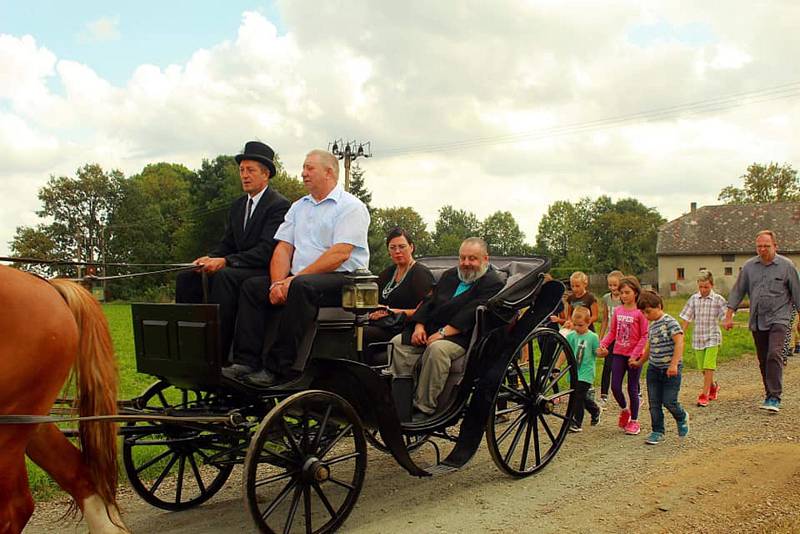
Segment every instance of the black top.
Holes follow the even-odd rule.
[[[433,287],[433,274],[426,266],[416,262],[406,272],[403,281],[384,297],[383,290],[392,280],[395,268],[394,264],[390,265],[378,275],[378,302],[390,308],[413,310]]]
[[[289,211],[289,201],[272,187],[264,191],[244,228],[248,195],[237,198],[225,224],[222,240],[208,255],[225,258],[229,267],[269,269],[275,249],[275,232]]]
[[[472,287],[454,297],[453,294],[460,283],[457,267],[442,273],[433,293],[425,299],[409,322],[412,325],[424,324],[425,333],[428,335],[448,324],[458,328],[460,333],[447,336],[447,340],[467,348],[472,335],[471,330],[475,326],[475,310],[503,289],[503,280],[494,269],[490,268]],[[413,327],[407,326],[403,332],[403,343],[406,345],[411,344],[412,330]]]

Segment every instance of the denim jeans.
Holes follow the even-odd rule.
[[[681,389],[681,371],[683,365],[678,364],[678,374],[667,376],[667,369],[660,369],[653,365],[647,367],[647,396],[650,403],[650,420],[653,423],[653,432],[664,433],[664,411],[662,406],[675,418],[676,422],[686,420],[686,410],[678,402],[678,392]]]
::::::::::
Set problem
A faithful copy of the records above is needed, with the pictures left out.

Worked solution
Segment every instance of the black top.
Holes follow the even-odd rule.
[[[433,287],[433,274],[426,266],[416,262],[406,272],[403,281],[384,297],[383,290],[392,280],[395,268],[394,264],[390,265],[378,275],[378,302],[390,308],[413,310]]]
[[[289,211],[289,201],[272,187],[264,191],[244,228],[248,195],[237,198],[225,224],[222,240],[208,255],[225,258],[229,267],[269,269],[275,249],[275,232]]]
[[[472,287],[454,297],[453,294],[460,283],[457,267],[442,273],[433,293],[425,299],[409,322],[412,325],[424,324],[425,333],[428,335],[448,324],[458,328],[460,333],[447,336],[447,340],[467,348],[472,335],[471,330],[475,326],[475,310],[503,289],[503,280],[494,269],[490,268]],[[413,327],[407,326],[403,332],[403,343],[406,345],[411,344],[412,330]]]

Segment every instance of the denim jeans.
Holes follow the even-odd rule.
[[[681,389],[681,371],[683,365],[678,364],[678,374],[667,376],[667,369],[660,369],[653,365],[647,367],[647,396],[650,403],[650,420],[653,423],[653,432],[664,433],[664,411],[662,406],[675,418],[676,422],[686,420],[686,410],[678,402],[678,392]]]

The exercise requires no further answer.